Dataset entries

########

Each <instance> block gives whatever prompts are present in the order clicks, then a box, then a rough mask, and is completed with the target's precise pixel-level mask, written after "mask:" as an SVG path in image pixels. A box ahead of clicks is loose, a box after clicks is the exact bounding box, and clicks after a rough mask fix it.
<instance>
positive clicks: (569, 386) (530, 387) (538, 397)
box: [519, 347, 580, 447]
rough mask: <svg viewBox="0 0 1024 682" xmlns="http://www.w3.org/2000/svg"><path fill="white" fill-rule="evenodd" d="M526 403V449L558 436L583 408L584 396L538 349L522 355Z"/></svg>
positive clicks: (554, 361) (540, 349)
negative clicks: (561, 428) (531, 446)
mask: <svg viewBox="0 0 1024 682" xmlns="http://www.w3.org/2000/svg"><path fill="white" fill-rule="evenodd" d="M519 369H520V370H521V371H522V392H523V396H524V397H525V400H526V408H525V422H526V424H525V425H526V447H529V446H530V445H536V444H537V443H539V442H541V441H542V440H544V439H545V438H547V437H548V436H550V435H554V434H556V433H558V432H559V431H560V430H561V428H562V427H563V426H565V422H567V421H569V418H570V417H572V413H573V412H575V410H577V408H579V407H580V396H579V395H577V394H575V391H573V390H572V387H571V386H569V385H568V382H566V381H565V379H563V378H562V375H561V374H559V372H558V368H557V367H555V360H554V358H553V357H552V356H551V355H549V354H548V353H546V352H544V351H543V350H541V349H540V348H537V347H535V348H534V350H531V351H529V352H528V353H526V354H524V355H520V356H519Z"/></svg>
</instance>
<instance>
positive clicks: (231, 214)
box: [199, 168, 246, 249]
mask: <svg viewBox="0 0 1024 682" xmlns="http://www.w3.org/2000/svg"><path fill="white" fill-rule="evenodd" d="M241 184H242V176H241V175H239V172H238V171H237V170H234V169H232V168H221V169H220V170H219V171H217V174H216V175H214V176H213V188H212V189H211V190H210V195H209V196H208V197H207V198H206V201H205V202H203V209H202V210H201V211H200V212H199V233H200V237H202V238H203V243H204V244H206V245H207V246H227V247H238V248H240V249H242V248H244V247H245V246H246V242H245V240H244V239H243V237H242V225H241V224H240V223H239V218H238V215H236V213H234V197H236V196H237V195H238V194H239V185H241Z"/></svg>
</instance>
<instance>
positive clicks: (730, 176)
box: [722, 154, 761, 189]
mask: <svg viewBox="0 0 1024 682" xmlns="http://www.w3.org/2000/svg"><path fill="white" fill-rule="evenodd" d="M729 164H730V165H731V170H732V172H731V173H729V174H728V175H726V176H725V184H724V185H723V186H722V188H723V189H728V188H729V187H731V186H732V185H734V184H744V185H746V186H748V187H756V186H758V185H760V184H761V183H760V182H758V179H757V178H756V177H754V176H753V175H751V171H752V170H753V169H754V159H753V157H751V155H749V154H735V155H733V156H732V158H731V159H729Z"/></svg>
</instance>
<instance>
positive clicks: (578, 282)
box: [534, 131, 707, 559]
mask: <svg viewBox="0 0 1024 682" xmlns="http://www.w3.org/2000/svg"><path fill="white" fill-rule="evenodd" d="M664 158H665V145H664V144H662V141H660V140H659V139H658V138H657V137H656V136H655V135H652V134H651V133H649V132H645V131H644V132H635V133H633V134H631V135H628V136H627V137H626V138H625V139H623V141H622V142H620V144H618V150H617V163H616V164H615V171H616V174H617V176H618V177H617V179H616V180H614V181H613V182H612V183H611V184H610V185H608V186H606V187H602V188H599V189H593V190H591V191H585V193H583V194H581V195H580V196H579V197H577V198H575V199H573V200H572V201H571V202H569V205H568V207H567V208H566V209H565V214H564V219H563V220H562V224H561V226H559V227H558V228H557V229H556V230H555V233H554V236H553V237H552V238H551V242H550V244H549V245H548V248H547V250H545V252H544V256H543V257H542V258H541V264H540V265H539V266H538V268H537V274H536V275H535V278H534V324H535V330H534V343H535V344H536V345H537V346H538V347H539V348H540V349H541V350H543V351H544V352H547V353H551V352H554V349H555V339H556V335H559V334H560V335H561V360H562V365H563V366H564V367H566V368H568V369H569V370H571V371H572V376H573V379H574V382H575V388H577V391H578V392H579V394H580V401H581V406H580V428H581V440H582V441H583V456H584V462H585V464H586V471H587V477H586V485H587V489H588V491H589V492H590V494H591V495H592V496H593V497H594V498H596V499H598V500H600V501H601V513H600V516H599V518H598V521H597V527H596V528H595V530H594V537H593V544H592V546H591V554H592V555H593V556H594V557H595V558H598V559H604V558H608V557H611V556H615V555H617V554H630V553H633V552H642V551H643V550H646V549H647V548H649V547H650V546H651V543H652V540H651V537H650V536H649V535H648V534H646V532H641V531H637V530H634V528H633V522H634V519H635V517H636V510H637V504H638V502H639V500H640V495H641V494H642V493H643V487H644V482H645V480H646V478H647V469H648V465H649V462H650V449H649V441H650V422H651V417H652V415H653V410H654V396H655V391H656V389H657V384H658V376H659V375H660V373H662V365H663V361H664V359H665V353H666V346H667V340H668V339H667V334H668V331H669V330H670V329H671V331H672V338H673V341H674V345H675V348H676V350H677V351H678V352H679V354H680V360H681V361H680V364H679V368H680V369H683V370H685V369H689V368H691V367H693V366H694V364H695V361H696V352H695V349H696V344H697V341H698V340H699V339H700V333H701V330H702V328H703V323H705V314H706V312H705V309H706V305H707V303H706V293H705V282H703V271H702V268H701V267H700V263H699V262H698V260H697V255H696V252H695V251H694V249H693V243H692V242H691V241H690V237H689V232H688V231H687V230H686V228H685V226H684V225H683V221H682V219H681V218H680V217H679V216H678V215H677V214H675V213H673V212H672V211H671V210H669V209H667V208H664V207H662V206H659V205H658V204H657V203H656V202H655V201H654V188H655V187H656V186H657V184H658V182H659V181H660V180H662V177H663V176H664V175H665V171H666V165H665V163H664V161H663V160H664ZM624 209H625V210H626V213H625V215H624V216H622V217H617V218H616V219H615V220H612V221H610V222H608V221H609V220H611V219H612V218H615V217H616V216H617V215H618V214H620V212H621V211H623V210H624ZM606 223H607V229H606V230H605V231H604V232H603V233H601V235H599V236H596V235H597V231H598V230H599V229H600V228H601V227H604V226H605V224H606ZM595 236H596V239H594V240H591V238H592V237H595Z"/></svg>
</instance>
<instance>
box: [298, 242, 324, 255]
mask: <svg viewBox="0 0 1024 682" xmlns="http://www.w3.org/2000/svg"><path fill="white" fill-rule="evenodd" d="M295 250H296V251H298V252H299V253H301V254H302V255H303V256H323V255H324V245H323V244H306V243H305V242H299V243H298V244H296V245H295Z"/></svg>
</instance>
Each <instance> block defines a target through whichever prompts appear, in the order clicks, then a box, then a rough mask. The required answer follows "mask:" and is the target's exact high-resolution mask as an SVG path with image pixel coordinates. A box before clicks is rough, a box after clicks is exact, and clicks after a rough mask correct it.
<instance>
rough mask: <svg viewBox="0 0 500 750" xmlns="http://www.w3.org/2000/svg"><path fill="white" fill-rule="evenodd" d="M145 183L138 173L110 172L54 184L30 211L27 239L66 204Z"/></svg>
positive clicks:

########

EXERCISE REQUIREMENTS:
In the records above, how many lines include "target"? Reply only with the number.

REPLY:
2